EXTRACT TO READ
────────────────────

European stocks fall as banks slip and defensives gain
European shares fell marginally yesterday, with weak banking shares offsetting a rise in defensive sectors, and amid mixed signals for economic recovery. The FTSEurofirst 300 index of top European shares fell 0.1 per cent to close at 862.41 points,...
European shares fell marginally yesterday, with weak banking shares offsetting a rise in defensive sectors, and amid mixed signals for economic recovery.
The FTSEurofirst 300 index of top European shares fell 0.1 per cent to close at 862.41 points, having been as high as 870.47. The index is up 33.6 per cent from the lifetime low it hit on March 9.
The benchmark fell 2.5 per cent last Monday and some analysts say the rise has gone too far, relative to the tangible evidence of an economic recovery.
"We've had a surge in equities, on the basis that there will be a recovery, but that hasn't been borne out by the data so far," said Jeremy Batstone-Carr, strategist at Charles Stanley, in London.
"Benchmark indexes are struggling to break through key resistance levels, with the exception of the Nikkei in Japan."
US economic data was mixed yesterday.
New US housing starts and permits rebounded in May from record lows as ground-breaking for multifamily units surged after tumbling the prior month, a government report showed.
But industrial production slid a steeper-than-expected 1.1 per cent in May from the prior month with output off sharply at factories, utilities and mines, a Federal Reserve report showed.
Back in Europe, defensive stocks were the biggest gainers.
Tesco closed 1.5 per cent higher after the world's third-biggest retailer posted its best quarterly sales rise in Britain for two years and said it was closing the gap on recent stronger growth rates at its main domestic rivals.

────────────────────

EXCERPTED DATA
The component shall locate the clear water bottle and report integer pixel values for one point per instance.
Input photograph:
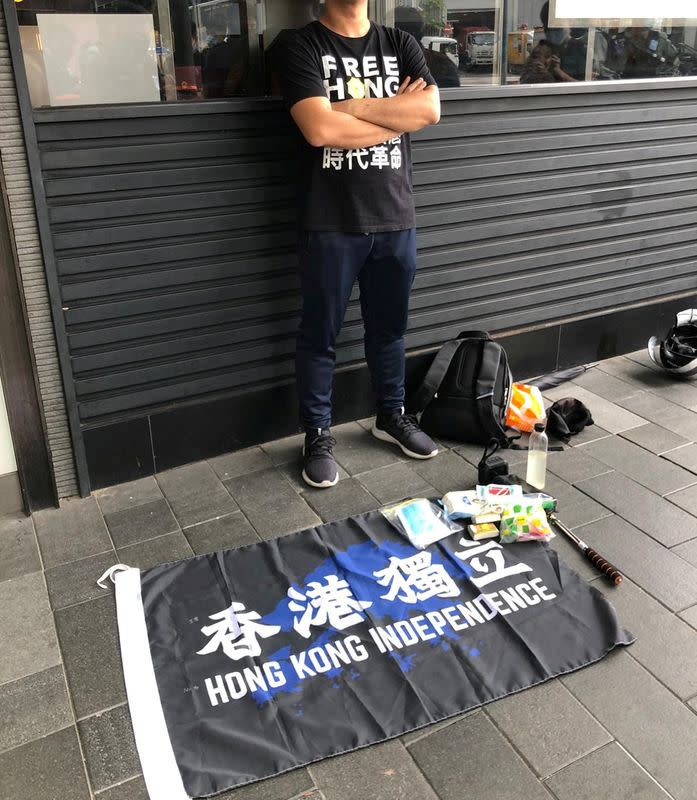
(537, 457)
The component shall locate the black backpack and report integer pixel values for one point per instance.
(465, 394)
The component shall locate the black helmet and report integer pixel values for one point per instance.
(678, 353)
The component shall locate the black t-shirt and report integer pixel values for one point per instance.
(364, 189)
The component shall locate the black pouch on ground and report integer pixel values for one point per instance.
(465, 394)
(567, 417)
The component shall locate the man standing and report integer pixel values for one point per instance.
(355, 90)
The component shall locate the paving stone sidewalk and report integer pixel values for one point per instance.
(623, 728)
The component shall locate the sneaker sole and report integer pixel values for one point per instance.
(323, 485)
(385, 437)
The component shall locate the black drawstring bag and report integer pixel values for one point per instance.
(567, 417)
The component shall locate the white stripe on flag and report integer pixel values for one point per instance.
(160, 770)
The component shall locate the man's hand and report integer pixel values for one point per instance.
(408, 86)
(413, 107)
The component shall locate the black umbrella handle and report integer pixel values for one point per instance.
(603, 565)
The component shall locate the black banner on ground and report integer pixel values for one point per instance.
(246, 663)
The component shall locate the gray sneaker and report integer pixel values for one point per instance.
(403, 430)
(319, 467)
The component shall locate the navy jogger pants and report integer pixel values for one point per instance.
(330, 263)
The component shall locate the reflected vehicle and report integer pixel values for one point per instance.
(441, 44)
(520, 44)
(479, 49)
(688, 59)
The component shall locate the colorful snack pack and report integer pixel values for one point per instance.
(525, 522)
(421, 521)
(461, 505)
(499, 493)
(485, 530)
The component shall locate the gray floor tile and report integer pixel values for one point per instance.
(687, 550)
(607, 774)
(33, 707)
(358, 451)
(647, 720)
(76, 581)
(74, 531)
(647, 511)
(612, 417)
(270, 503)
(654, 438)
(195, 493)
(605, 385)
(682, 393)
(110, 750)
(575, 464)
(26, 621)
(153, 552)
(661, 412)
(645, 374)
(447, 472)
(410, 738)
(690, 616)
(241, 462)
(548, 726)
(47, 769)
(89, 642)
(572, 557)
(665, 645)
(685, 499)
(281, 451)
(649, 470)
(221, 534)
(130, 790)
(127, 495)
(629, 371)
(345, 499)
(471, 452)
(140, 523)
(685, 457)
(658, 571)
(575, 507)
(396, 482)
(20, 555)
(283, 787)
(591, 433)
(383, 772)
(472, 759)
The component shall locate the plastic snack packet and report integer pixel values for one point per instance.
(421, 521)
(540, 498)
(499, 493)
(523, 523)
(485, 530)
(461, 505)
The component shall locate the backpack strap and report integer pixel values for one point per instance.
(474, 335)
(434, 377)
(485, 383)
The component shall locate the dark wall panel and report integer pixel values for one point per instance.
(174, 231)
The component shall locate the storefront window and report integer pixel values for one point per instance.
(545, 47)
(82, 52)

────────────────────

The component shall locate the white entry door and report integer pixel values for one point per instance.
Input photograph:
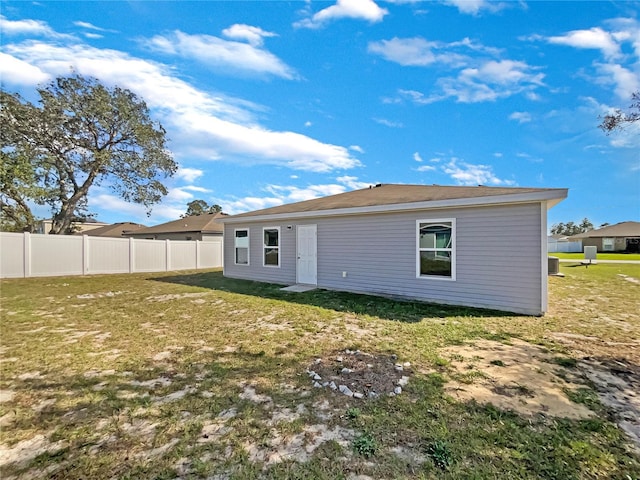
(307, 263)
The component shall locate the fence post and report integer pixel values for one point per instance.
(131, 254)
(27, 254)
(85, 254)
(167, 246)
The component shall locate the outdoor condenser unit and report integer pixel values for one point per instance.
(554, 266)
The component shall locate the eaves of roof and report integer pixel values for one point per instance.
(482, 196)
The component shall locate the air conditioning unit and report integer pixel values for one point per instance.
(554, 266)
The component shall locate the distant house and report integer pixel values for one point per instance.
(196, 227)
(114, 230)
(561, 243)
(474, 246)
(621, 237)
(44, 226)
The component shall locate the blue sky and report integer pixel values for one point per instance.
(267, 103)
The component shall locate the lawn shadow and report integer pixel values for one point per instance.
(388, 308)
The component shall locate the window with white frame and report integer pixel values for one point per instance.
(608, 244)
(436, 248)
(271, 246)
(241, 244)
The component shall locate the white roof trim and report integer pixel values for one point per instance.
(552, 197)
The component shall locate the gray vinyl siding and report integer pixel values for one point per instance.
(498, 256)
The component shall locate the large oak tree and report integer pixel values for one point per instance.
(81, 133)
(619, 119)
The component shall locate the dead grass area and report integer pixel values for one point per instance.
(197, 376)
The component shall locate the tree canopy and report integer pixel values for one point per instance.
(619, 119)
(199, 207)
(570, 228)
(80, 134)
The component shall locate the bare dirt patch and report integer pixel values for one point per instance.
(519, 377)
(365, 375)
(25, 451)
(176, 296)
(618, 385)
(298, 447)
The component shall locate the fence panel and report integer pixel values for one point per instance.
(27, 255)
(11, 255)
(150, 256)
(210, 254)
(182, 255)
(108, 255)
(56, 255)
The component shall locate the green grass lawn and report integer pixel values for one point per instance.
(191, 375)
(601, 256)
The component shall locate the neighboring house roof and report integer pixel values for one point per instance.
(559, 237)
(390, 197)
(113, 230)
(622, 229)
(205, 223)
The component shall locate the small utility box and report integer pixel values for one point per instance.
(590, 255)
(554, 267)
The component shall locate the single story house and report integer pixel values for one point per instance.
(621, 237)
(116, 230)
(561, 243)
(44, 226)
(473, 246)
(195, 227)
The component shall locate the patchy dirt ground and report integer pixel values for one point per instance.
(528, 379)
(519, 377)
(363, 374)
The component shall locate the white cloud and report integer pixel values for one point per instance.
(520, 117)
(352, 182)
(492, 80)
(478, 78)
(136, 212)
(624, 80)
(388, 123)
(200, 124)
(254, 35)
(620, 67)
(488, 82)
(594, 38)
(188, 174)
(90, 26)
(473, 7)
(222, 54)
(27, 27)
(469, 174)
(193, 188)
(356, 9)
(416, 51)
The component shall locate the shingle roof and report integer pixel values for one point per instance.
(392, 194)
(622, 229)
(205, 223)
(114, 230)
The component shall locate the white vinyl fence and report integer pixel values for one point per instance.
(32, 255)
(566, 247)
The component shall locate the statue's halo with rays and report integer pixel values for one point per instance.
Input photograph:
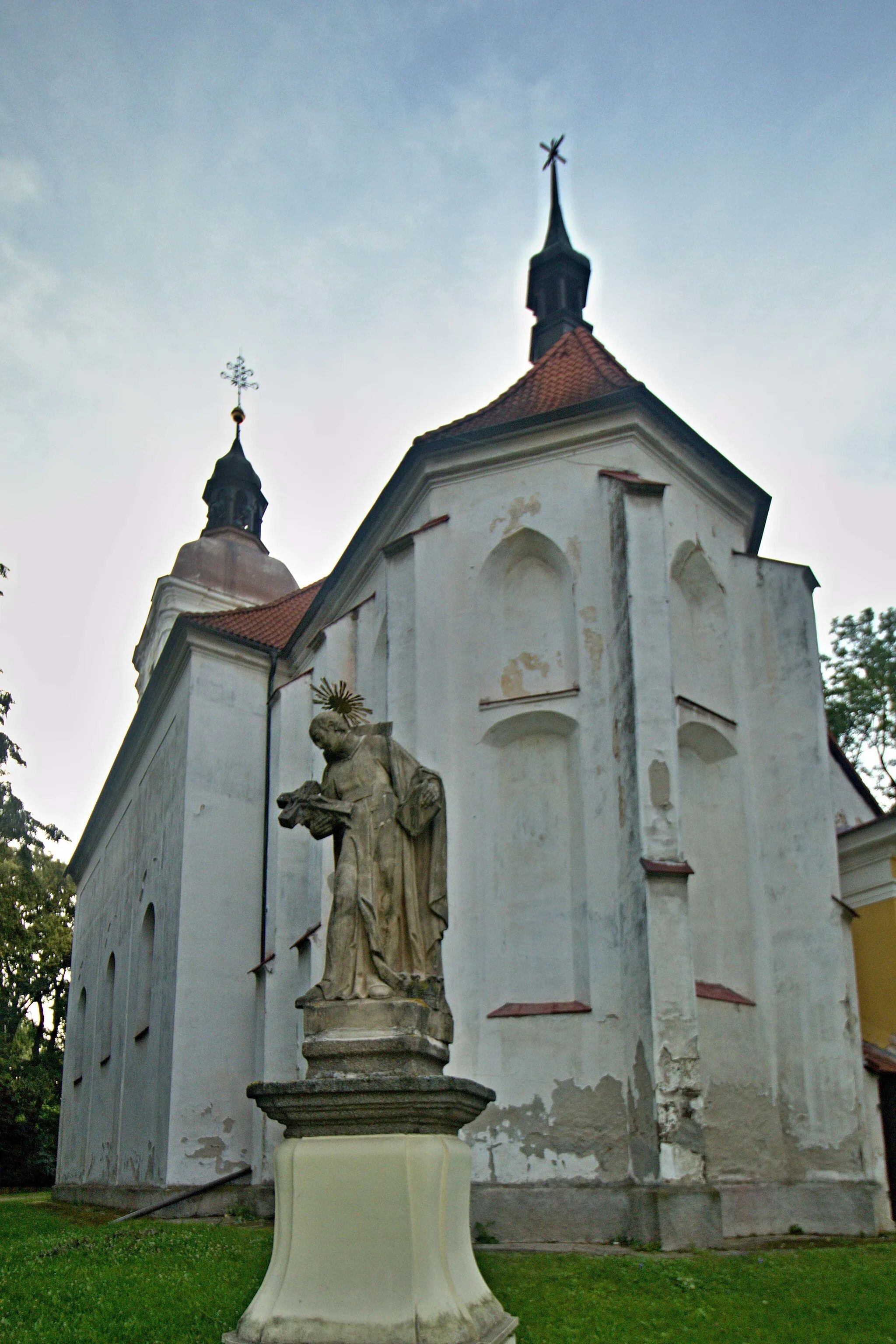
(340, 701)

────────────────────

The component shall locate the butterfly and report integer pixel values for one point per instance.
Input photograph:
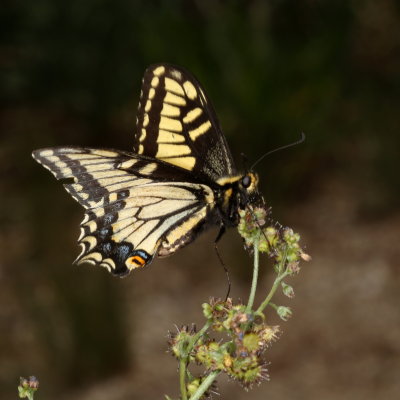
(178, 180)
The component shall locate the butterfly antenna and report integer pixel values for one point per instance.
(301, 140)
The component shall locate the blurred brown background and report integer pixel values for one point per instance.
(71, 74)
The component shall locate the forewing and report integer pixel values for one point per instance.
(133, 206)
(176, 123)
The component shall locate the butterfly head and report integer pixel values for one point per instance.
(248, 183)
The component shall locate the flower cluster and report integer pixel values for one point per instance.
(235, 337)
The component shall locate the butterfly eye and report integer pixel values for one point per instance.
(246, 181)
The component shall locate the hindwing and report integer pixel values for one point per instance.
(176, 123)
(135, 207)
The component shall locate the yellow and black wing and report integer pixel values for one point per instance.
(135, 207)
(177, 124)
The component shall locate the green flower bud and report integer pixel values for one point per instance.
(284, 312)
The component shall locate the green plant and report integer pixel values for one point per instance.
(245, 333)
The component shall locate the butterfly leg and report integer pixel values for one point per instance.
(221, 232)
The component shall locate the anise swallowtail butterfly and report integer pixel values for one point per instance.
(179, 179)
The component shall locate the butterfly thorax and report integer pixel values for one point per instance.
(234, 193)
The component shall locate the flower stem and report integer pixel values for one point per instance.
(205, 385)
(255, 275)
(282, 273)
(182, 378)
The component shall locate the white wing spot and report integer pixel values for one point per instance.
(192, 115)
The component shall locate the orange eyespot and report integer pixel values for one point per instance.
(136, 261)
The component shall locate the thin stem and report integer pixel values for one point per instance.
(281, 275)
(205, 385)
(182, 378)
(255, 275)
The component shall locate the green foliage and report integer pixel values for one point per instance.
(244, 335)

────────────────────

WHAT TO DO
a - In the market report on European stocks, why do some analysts say the index's rise has gone too far? Answer in one to three sentences.
b - According to the market report on European stocks, at what level did the FTSEurofirst 300 index close?
c - Can you continue the market report on European stocks, starting after its last sentence about Tesco?

YOUR RESPONSES
a - They think the rise has outrun the tangible evidence of an economic recovery. As Jeremy Batstone-Carr of Charles Stanley put it, equities surged on the assumption of a recovery, but the data so far hasn't borne that out.

b - 862.41 points.

c -
Rival J Sainsbury rose 1.1 per cent, ahead of an update today.
Telecoms rose, including BT, up eight per cent after being upgraded by Morgan Stanley to "overweight". Vodafone finished 1.6 per cent higher.
Pharmaceuticals to rise included GlaxoSmithKline and Sanofi-Aventis, up 0.7 and 1.1 per cent respectively. Shares of NBG tumbled 10 per cent after Greece's largest lender said its board would convene this week to decide on a rights issue of up to €1.25 billion.
Other financial institutions retreated, trimming some of their recent strong gains. UBS, BNP Paribas, Société Générale and UniCredit lost between 2.3 and 4.1 per cent.
The European Central Bank said last Monday that eurozone banks would probably need to write down another $283 billion this year and next on bad loans and securities.
Across Europe, Britain's FTSE 100 rose 0.1 per cent, Germany's DAX was flat and France's CAC-40 fell 0.2 per cent.
"We're not out of the woods yet," said Batstone-Carr. "The data says there's a gigantic amount of spare capacity in the US economy."
German analyst and investor sentiment rose in June to its highest level since May 2006, a survey showed yesterday, but economists warned that Europe's largest economy remained in a tough spot.